### Source extract
====================
DDIA: Chp 4. Encoding and Evolution (Part 1)

- August 28, 2024

This first part of Chapter 4 of the Designing Data Intensive Applications (DDIA) book discusses the concepts of data encoding and evolution in data-intensive applications. As applications inevitably change over time, it's important to build systems that can adapt to these changes easily, a property referred to as evolvability (under maintainability) in Chapter 1 of the book.

Different data models handle change differently. Relational databases typically enforce a single schema at any given time, with changes implemented through schema migrations. In contrast, schema-on-read databases allow for a mix of older and newer data formats.

Data format or schema change often necessitates corresponding application code changes. However, in large applications, code changes can't always happen instantaneously. This leads to situations where old and new versions of code and data formats coexist in the system. To handle this, we need to maintain both backward compatibility (newer code can read data written by older code) and forward compatibility (older code can read data written by newer code).

The chapter dives into various formats for encoding data (JSON, XML, Protocol Buffers, Thrift, and Avro), focusing on how they handle schema changes and support systems where old and new data and code coexist. Let's get started.
====================
### Supplied records
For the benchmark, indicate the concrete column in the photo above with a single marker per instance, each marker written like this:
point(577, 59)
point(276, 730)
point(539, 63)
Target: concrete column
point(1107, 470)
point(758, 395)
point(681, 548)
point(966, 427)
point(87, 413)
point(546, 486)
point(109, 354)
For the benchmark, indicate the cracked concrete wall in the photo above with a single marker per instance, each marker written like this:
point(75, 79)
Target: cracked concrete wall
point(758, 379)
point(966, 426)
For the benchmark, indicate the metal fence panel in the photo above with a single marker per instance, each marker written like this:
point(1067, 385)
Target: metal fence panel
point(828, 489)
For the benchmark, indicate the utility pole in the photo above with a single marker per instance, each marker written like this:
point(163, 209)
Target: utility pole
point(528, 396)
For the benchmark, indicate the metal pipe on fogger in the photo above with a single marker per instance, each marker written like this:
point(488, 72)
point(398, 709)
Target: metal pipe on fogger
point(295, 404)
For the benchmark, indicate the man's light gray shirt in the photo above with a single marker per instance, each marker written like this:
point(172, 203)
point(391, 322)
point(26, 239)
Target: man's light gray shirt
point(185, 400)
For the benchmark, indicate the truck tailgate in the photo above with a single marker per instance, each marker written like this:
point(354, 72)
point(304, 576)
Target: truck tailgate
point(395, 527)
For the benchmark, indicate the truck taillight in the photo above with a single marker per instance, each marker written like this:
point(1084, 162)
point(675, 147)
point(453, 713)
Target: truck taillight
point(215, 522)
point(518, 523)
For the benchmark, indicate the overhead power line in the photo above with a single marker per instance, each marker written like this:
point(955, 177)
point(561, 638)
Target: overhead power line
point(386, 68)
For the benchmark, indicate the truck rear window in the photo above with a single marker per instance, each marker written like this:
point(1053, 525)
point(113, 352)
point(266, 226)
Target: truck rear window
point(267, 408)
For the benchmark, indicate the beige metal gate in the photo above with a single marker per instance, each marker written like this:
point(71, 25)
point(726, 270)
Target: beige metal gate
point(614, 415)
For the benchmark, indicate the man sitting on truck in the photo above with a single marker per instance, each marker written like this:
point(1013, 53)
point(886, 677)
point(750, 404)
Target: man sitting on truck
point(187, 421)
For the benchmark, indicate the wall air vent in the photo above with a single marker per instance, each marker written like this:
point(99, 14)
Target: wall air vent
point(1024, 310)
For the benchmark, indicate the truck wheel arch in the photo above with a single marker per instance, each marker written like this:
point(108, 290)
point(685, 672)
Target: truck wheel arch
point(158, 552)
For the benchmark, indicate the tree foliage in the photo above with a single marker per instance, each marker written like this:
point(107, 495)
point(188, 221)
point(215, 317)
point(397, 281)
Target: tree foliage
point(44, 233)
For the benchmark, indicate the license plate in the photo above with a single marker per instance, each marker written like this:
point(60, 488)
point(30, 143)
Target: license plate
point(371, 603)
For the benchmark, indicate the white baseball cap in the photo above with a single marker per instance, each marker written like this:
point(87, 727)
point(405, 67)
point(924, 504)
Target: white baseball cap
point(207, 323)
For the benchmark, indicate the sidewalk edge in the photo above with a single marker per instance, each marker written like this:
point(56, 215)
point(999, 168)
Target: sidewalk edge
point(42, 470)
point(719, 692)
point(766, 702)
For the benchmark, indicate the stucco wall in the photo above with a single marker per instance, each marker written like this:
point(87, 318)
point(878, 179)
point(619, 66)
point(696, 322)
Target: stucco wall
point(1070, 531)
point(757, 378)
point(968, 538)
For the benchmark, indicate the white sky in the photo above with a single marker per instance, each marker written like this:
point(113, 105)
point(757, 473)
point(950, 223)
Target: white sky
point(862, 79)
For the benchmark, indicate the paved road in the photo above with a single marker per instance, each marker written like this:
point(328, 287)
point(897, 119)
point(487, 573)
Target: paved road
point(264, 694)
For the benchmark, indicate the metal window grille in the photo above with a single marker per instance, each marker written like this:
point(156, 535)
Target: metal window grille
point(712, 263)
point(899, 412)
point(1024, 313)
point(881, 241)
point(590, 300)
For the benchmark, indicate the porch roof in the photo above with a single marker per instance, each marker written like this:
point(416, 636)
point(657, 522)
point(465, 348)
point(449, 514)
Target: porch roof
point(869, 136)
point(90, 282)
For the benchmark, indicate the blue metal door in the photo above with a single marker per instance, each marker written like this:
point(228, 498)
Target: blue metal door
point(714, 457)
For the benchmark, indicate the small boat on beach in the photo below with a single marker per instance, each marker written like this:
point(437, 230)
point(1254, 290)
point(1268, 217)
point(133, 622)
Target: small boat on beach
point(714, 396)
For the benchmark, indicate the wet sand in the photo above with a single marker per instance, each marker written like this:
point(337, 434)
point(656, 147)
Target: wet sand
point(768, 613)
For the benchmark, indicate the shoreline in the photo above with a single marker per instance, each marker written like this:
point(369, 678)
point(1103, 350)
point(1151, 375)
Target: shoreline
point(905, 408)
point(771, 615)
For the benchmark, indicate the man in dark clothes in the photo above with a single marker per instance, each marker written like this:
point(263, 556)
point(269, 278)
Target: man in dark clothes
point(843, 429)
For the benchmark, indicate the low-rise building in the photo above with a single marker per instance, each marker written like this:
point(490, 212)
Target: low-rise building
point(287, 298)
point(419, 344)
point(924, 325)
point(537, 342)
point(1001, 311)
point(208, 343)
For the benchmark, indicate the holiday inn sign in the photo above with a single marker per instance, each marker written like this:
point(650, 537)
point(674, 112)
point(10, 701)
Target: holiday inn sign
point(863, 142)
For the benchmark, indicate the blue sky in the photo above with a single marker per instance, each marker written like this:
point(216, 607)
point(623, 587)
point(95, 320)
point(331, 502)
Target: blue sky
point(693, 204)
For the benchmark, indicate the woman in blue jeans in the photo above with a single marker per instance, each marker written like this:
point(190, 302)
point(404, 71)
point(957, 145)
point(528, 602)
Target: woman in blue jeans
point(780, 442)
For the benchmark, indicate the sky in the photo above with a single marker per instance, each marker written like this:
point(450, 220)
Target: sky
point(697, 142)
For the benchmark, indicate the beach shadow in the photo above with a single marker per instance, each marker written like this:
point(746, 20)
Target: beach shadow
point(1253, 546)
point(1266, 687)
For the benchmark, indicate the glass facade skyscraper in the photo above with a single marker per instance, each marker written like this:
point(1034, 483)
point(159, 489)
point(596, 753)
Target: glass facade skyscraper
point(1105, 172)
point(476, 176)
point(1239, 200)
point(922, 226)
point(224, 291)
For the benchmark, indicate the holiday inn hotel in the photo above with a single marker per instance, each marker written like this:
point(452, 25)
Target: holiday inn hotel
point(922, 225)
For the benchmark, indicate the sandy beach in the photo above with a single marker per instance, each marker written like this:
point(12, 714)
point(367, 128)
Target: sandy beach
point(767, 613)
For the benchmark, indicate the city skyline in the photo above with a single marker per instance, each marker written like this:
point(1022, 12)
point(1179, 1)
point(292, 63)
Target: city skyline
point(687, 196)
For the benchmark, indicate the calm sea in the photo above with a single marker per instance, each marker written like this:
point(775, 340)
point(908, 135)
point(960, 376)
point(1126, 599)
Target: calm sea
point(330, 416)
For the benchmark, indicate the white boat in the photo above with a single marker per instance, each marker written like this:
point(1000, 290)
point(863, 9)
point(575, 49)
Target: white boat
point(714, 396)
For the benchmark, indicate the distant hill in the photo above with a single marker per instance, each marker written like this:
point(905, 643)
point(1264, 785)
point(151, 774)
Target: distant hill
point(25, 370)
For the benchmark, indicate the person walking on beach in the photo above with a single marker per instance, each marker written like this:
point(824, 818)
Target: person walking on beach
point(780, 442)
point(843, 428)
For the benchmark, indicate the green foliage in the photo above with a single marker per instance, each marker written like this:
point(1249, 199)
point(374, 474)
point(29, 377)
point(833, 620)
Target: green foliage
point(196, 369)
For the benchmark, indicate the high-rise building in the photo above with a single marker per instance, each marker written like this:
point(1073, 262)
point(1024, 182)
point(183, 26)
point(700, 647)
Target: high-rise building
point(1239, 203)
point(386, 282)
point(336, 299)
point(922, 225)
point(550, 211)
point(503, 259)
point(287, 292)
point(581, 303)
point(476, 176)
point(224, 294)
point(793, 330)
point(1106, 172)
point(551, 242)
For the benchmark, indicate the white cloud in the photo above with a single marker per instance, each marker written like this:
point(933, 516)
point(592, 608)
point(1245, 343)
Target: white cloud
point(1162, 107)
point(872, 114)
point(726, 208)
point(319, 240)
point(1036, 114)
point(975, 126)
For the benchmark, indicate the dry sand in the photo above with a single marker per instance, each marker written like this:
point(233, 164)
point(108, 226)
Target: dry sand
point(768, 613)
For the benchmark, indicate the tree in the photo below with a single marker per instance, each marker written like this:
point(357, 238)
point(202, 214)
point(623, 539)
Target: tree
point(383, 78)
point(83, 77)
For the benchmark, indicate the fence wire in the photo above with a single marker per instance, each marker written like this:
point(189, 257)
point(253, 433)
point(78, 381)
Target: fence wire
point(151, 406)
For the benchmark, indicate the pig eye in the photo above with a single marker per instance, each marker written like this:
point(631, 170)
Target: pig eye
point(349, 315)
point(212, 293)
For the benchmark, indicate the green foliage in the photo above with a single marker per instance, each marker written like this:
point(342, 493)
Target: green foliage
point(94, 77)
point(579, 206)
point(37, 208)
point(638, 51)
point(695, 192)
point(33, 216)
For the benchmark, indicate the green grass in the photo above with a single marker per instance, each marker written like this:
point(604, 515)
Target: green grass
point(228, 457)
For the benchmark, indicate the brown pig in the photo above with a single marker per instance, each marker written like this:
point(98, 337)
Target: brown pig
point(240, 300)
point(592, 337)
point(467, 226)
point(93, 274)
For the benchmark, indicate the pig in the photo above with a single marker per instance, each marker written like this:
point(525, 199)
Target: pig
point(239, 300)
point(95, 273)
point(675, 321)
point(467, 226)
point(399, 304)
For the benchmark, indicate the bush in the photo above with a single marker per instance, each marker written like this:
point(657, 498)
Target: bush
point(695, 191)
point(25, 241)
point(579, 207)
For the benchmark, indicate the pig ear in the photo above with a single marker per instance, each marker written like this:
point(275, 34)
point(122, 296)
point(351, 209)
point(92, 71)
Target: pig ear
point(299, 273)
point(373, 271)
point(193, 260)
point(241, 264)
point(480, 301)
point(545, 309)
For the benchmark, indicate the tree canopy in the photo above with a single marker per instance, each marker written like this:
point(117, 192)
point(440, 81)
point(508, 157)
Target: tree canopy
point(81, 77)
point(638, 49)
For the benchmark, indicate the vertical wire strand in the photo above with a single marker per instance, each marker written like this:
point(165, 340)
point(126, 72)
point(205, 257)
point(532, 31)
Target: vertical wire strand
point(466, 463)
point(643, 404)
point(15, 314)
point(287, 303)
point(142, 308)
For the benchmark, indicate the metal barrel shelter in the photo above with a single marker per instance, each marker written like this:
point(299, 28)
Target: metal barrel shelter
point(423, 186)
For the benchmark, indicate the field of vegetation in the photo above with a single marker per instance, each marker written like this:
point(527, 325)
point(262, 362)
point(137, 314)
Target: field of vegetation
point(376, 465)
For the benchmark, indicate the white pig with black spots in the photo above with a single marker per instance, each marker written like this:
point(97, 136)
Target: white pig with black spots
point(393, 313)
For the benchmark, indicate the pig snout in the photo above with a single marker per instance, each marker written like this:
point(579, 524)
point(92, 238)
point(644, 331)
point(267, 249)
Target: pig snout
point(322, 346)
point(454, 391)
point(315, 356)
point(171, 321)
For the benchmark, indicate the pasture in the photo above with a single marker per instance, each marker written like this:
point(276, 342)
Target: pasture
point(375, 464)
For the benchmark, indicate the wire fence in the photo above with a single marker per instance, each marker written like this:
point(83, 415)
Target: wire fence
====================
### Description of the task
According to the post on encoding and evolution, why do old and new versions of code and data formats end up coexisting in a system? Answer in one to three sentences.

### Result below
A change to a data format or schema often requires matching changes to application code. In large applications, those code changes can't always happen instantaneously, so old and new versions of code and data formats exist side by side. That is why systems need both backward and forward compatibility.